__ASSIGNED TASK__.
All that should appear is the run of lines from the one containing "of the man's" through the end of the records, each repeated exactly.

Collected data:
────────────────────────────────────────

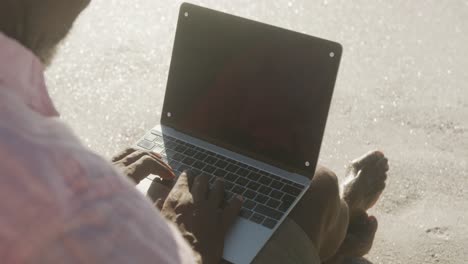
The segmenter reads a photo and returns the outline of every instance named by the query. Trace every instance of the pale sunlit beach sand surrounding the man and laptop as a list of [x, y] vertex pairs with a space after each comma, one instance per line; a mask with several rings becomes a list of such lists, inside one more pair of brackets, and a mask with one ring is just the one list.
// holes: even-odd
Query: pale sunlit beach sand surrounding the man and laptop
[[[336, 40], [344, 55], [320, 163], [380, 149], [388, 187], [371, 263], [468, 262], [468, 1], [196, 1]], [[160, 117], [180, 1], [94, 0], [47, 82], [64, 121], [110, 157]]]

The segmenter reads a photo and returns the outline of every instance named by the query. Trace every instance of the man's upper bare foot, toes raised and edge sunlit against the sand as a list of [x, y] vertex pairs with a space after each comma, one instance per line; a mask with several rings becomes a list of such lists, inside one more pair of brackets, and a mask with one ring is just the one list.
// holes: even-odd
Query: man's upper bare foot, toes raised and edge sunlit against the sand
[[380, 151], [369, 152], [351, 162], [342, 187], [350, 224], [377, 202], [385, 188], [388, 168], [388, 160]]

────────────────────────────────────────

__SOLUTION__.
The segmenter reads a photo and returns the outline of every instance named by the query. Trace every instance of the man's upper bare foot, toes raised and edge sunlit against the sand as a list of [x, y] vertex pairs with a space after each comma, one instance per line; a mask with several rings becomes a list of such lists, inside one more pair of brackets, and a mask with one ring is just the one list.
// holes: even-odd
Query: man's upper bare foot, toes raised and edge sunlit against the sand
[[380, 151], [369, 152], [351, 162], [342, 187], [350, 224], [377, 202], [385, 188], [388, 168], [388, 160]]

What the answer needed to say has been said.